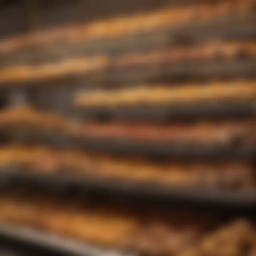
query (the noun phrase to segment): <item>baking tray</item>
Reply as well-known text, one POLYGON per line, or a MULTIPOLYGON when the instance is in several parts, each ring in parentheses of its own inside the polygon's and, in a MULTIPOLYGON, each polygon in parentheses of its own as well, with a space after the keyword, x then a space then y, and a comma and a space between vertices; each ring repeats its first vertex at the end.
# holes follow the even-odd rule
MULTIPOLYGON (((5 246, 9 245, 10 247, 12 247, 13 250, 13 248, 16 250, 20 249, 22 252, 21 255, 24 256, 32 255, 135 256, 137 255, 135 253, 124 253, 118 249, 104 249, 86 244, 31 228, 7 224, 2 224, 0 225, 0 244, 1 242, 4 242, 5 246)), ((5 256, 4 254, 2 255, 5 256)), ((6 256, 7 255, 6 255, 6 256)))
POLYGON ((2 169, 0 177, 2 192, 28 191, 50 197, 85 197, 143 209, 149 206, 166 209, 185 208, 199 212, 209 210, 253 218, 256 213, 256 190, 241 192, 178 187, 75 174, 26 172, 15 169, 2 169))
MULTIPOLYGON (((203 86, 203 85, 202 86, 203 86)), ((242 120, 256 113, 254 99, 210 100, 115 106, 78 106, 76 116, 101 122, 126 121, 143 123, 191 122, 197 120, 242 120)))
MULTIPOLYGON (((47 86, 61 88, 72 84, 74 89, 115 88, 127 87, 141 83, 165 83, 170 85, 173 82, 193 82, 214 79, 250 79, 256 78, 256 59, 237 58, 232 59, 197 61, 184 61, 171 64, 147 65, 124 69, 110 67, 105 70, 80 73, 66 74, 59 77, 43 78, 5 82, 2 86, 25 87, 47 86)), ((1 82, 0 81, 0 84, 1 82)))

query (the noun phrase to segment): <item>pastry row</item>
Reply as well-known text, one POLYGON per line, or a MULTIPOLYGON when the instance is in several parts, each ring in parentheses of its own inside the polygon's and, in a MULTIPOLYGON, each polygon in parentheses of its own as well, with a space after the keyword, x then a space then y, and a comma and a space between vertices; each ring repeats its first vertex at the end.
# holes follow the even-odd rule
--
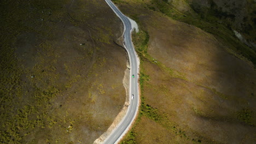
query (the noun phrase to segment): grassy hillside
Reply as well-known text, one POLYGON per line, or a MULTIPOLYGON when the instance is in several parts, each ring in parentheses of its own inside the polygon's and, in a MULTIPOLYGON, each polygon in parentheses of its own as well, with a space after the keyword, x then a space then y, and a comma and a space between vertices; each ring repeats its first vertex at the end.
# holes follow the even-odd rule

Required task: In the data, repeat the lines from the one holding "query (the noun phrase to segment): <item>baking" through the one holding "MULTIPOLYGON (((47 86, 61", inclusive, with "baking tray" swapped for "oven tray" and everything else unchanged.

Task solution:
query (the noun phrase to segment): <item>oven tray</item>
Reply as well-known text, one POLYGON per line, or a MULTIPOLYGON when the instance is in several parts, each ring in parentheses of its own inside the polygon's and, in a MULTIPOLYGON, each polygon in parentheses of its own as well, with a space after the keyword, x then a space then y, and a comma and a space between vertices; each ring repeats its first vertex at the end.
# holes follow the even-odd rule
MULTIPOLYGON (((5 246, 9 245, 10 247, 12 247, 13 250, 13 248, 16 250, 20 249, 22 252, 21 255, 24 256, 32 255, 135 256, 137 255, 135 253, 124 253, 118 249, 104 249, 86 244, 31 228, 7 224, 2 224, 0 225, 0 244, 1 242, 4 242, 5 246)), ((5 256, 4 254, 2 255, 5 256)), ((6 256, 7 255, 6 255, 6 256)))
POLYGON ((2 169, 0 177, 2 192, 28 191, 50 197, 85 197, 143 209, 149 206, 166 209, 185 208, 199 212, 209 210, 253 218, 256 213, 256 190, 241 192, 178 187, 75 174, 26 172, 15 169, 2 169))
MULTIPOLYGON (((203 86, 203 85, 202 86, 203 86)), ((242 120, 256 113, 254 99, 210 100, 115 106, 78 106, 76 116, 101 122, 126 121, 143 123, 191 122, 197 120, 242 120)))
MULTIPOLYGON (((47 86, 61 88, 72 84, 74 89, 115 88, 127 87, 141 83, 165 83, 170 85, 173 82, 193 82, 214 79, 250 79, 256 78, 256 59, 237 58, 232 59, 197 61, 184 61, 171 64, 147 65, 124 69, 110 67, 105 70, 80 73, 66 74, 59 77, 43 78, 5 82, 2 86, 25 87, 47 86)), ((1 82, 0 81, 0 84, 1 82)))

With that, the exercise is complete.